• Task brief: Pick up the power-of-attorney excerpt on selling real property after its final numbered item, and write what comes next.

• Document excerpt:

:::

1. To negotiate for, agree upon, and conclude the sale of my real property located at [complete property address], covered by Transfer Certificate of Title No. [title number] of the Registry of Deeds for [place], Tax Declaration No. [tax declaration number], and more particularly described as [brief technical description or lot/unit description];

2. To sign, execute, acknowledge, and deliver the Deed of Absolute Sale, related undertakings, affidavits, declarations, applications, tax forms, and other documents necessary or proper to complete the sale of the above-described property;

3. To receive, for and in my behalf, the purchase price in the amount of not less than [minimum selling price] or such higher amount as may be agreed upon, whether by cash, manager's check, bank transfer, or other lawful mode of payment, and to issue the corresponding receipt or acknowledgment of payment;

4. To deliver the owner's duplicate certificate of title, tax declaration, tax receipts, clearances, keys, possession, and other documents or items required for the transfer of the property, but only after receipt of the agreed purchase price or upon the terms stated in the deed of sale;

5. To appear, transact, sign, submit, follow up, receive, and claim documents before the Bureau of Internal Revenue, the Registry of Deeds, the City or Municipal Assessor, the City or Municipal Treasurer, the homeowners' association or condominium corporation, and all other government or private offices concerned with the sale, payment of taxes and fees, issuance of clearances, cancellation of the old title, and transfer of title to the buyer;

6. To pay, from the sale proceeds or from funds I provide, the capital gains tax, documentary stamp tax, transfer tax, registration fees, real property tax, association dues, and other lawful charges necessary to complete the sale and transfer, and to receive official receipts and certificates authorizing registration;

7. To sign sworn declarations, affidavits of non-tenancy, affidavits of no improvement, affidavits of loss, requests for certified true copies, and similar documents required by the concerned offices, provided that the statements made therein are true and applicable to the transaction;

8. To do all acts reasonably necessary to carry out the foregoing specific authority to sell and transfer the above-described property.

:::

[Coordinate annotation entries]

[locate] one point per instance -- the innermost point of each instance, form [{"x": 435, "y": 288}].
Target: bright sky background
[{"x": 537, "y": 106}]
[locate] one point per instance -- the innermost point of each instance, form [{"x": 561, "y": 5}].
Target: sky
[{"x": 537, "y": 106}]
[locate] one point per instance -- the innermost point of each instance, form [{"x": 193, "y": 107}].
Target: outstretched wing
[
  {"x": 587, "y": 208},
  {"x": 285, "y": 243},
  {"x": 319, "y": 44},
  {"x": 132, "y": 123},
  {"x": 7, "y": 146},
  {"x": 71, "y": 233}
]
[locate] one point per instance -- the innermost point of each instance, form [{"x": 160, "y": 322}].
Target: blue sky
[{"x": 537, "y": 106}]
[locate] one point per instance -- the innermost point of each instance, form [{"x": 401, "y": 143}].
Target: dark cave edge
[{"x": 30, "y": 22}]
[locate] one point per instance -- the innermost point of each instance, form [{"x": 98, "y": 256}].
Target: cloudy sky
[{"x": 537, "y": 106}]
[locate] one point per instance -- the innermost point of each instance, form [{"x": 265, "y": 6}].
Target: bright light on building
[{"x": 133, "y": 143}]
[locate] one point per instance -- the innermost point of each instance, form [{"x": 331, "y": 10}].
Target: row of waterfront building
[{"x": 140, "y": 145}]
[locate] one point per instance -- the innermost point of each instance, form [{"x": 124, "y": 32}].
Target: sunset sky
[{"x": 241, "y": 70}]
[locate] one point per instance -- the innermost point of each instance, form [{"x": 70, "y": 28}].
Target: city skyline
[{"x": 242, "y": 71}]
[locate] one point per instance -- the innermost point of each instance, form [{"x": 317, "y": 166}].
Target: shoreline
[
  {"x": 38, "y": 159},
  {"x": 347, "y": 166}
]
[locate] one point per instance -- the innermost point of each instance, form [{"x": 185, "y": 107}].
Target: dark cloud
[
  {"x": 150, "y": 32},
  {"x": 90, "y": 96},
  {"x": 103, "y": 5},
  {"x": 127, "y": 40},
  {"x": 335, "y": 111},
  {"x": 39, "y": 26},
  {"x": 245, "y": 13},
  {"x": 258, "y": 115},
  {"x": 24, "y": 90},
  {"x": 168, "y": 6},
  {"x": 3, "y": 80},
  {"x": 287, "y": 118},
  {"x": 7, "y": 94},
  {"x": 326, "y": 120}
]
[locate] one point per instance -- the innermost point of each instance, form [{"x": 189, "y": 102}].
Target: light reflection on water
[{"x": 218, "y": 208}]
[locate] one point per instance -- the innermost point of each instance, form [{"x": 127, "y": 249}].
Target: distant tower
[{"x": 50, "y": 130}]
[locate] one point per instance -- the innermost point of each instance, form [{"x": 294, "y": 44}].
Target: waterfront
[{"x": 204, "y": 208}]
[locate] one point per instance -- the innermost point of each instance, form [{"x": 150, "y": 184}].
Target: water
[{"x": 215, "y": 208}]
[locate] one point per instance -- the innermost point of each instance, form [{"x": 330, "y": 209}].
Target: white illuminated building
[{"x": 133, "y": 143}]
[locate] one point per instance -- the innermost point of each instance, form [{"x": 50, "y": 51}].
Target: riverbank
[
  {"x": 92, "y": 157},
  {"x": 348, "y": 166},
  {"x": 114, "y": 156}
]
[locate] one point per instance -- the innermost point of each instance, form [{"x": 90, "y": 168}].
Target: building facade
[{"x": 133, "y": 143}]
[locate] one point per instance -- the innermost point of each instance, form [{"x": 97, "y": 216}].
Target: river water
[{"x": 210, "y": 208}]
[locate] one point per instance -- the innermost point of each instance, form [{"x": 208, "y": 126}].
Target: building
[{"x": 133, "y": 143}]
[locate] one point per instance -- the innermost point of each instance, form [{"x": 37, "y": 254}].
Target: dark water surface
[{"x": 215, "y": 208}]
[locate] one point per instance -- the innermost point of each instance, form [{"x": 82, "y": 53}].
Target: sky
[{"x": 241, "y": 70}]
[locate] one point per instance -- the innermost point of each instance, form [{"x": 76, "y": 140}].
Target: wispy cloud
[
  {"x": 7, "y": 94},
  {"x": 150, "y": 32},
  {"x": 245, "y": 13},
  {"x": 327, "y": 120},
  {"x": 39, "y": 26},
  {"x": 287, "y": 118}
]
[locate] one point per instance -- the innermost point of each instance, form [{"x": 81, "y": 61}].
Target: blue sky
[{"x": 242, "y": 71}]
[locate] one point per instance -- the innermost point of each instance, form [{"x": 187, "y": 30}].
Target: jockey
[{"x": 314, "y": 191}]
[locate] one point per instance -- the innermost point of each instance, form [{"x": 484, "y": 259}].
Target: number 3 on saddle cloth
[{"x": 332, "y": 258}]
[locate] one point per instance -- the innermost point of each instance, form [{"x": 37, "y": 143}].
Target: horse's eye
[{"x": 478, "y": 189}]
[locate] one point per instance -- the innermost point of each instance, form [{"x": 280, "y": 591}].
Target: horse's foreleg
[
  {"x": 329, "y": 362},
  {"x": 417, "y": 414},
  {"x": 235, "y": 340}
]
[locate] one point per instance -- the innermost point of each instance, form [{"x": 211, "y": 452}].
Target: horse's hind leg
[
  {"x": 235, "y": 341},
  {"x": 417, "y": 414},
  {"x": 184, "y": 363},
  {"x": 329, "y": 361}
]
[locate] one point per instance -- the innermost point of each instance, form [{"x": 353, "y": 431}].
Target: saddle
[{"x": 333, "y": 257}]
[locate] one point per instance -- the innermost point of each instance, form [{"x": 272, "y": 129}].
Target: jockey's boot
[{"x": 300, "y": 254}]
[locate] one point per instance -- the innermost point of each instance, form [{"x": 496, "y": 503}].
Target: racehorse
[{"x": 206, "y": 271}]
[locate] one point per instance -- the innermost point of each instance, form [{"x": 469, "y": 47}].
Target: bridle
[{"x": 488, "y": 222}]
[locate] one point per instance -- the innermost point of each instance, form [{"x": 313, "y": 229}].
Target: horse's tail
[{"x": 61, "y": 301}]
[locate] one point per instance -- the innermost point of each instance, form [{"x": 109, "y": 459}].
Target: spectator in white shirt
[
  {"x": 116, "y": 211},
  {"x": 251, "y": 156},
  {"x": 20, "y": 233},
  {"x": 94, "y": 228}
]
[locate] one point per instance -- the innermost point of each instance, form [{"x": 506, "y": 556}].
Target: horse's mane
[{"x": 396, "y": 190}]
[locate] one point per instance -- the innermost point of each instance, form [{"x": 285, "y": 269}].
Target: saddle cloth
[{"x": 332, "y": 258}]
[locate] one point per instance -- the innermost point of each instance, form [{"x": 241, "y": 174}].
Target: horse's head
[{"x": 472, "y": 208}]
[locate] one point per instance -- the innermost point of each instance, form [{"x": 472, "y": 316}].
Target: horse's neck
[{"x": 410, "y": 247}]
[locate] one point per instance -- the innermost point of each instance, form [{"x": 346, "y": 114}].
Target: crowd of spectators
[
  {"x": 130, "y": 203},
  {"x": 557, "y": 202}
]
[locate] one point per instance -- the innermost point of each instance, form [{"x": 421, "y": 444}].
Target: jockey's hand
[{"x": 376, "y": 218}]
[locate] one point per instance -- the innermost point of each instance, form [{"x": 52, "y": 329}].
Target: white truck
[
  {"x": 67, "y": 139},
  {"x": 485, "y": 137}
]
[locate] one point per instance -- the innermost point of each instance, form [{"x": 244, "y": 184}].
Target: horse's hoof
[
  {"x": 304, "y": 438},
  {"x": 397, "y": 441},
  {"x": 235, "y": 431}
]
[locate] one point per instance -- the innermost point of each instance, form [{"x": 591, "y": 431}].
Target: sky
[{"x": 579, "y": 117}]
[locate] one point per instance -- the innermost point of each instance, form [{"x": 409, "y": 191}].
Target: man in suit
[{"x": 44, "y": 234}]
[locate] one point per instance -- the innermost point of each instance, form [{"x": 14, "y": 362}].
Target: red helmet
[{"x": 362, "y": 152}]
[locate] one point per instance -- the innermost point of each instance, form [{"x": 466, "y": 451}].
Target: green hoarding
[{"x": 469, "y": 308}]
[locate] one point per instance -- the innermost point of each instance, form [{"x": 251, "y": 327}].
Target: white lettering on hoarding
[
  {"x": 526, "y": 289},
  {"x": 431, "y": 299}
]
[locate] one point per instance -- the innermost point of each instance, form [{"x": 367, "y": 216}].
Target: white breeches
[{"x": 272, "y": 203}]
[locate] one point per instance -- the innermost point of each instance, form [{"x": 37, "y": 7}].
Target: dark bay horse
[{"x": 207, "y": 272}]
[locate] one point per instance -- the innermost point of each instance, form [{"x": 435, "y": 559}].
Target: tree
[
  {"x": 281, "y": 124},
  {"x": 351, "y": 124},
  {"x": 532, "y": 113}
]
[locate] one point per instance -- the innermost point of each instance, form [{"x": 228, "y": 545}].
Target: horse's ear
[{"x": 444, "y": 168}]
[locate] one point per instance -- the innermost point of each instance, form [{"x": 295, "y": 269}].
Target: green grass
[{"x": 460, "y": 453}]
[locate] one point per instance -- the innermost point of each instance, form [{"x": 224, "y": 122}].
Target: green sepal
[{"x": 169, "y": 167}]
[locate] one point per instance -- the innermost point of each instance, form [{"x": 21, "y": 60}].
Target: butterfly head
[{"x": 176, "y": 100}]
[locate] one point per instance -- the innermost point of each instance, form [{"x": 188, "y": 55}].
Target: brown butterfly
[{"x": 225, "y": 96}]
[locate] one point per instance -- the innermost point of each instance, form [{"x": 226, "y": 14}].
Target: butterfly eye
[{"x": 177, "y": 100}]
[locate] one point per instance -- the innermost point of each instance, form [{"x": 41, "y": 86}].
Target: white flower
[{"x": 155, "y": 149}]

:::

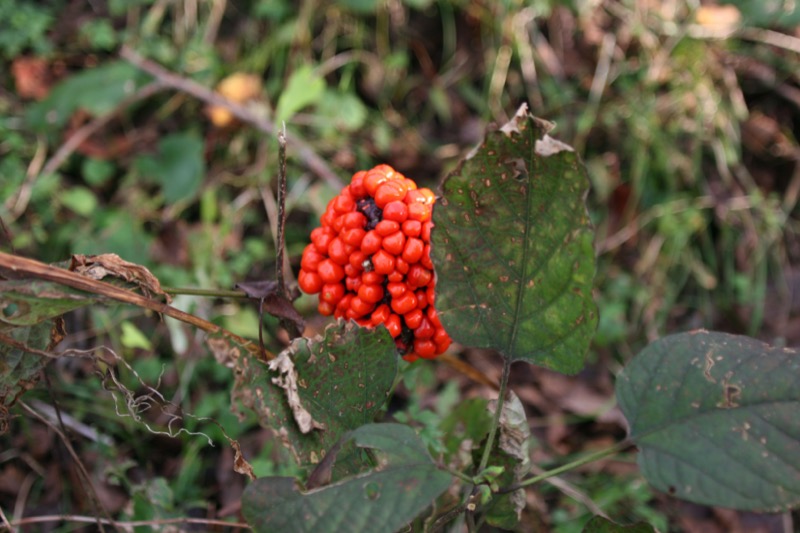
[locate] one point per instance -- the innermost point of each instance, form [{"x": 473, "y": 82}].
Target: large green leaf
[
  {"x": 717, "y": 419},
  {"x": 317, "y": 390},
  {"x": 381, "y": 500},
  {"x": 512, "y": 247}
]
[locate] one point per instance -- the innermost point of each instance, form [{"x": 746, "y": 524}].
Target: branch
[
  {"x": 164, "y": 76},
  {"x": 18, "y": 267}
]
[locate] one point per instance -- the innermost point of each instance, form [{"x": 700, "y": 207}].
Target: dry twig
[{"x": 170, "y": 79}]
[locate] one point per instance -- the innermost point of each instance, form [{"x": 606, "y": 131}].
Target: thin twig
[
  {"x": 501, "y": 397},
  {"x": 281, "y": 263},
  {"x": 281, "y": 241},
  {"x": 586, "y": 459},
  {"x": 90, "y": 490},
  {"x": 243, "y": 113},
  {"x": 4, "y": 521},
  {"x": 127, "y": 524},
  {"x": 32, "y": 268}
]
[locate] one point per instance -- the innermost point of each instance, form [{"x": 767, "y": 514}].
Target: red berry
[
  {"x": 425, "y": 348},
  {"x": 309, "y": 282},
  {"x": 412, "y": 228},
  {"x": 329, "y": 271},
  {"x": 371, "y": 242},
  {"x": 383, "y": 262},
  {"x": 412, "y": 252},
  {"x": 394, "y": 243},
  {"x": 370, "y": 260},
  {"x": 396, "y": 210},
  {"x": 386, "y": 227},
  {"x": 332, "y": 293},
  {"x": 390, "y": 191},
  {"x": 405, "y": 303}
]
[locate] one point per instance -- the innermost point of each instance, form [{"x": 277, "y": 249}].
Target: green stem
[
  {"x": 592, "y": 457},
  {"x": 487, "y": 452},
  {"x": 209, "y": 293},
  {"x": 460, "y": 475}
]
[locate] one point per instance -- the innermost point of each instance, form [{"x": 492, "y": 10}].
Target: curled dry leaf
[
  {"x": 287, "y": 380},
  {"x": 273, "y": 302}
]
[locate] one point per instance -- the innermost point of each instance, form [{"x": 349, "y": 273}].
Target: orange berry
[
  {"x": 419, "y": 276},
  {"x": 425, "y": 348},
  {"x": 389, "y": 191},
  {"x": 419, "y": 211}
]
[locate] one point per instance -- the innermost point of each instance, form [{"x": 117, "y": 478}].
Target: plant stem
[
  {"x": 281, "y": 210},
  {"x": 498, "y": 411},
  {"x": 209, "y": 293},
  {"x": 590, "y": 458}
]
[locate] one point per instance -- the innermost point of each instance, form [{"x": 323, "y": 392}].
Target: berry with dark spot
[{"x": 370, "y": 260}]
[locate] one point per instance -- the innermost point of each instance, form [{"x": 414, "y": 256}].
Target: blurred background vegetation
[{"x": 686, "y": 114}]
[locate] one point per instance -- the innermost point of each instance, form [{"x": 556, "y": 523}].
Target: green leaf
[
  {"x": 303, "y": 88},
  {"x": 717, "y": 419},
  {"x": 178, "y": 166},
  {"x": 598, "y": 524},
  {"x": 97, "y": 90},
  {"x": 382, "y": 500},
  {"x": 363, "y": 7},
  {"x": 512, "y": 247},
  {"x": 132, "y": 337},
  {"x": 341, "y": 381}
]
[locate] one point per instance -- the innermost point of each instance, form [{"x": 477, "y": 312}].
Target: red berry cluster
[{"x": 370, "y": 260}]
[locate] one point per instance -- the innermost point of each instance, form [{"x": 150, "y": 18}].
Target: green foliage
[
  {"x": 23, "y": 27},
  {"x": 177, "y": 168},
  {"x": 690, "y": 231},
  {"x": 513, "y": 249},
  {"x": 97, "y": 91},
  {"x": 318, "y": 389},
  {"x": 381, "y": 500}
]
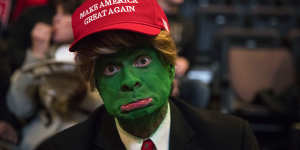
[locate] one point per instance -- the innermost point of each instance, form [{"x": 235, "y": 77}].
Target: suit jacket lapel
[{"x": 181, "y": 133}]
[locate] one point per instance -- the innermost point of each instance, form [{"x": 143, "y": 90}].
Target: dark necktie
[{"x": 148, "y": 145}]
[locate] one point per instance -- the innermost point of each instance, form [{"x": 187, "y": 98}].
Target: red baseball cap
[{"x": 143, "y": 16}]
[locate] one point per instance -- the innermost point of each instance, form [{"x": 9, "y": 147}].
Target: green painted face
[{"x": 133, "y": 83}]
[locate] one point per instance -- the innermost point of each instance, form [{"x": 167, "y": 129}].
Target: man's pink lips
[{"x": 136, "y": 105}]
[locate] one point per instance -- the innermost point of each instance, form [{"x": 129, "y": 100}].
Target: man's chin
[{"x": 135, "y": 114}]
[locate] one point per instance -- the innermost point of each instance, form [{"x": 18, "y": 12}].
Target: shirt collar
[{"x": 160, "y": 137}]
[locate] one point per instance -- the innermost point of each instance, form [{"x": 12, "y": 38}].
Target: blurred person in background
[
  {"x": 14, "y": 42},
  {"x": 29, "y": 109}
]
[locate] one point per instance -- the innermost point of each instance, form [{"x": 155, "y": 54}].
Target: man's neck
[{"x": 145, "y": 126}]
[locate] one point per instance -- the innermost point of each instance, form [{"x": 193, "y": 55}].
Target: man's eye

:::

• Response:
This Special Power of Attorney is limited to the sale and transfer of the property specifically described above. It does not authorize my Attorney-in-Fact to donate, mortgage, pledge, lease for more than one year, exchange, partition, compromise, borrow money, enter into a guaranty or suretyship, waive substantial rights, or deal with any other property unless I execute a separate written authority expressly granting such power.

This authority shall remain valid until [expiration date] unless earlier revoked by me in writing and notice of such revocation is given to my Attorney-in-Fact and to the persons or offices dealing with this authority.

IN WITNESS WHEREOF, I have signed this Special Power of Attorney on [date] at [city/municipality], Philippines.


[Name of Principal]
Principal
Competent Evidence of Identity: [type of ID and ID number]
Date and Place Issued: [date and place issued]

SIGNED IN THE PRESENCE OF:

[Name of Witness]                         [Name of Witness]
Witness                                   Witness


ACKNOWLEDGMENT

REPUBLIC OF THE PHILIPPINES)
[CITY/MUNICIPALITY]       ) S.S.

BEFORE ME, a Notary Public for and in [notarial jurisdiction], this [date], personally appeared [Name of Principal], identified through competent evidence of identity described as [type of ID and ID number issued on date and place], who represented to me that the foregoing Special Power of Attorney was voluntarily signed by him/her for the purposes stated therein and that the same is his/her free and voluntary act and deed.

This instrument consists of [number of pages] pages, including this page on which this acknowledgment is written, and has been signed by the principal and the witnesses on each and every page.

WITNESS MY HAND AND NOTARIAL SEAL on the date and at the place first above written.


[Name of Notary Public]
Notary Public
Notarial Commission No. [commission number]
Until [commission expiration date]
Roll No. [roll number]
PTR No. [PTR number]; [date and place issued]
IBP No. [IBP number]; [date and place issued]
MCLE Compliance No. [MCLE compliance number]
Office Address: [notarial office address]

Doc. No. [document number];
Page No. [page number];
Book No. [book number];
Series of [year].

Nature and Function

A special power of attorney is an agency instrument by which the principal confers upon an agent authority to perform one or more acts that the law, the nature of the transaction, or the protection of third persons requires to be specifically authorized.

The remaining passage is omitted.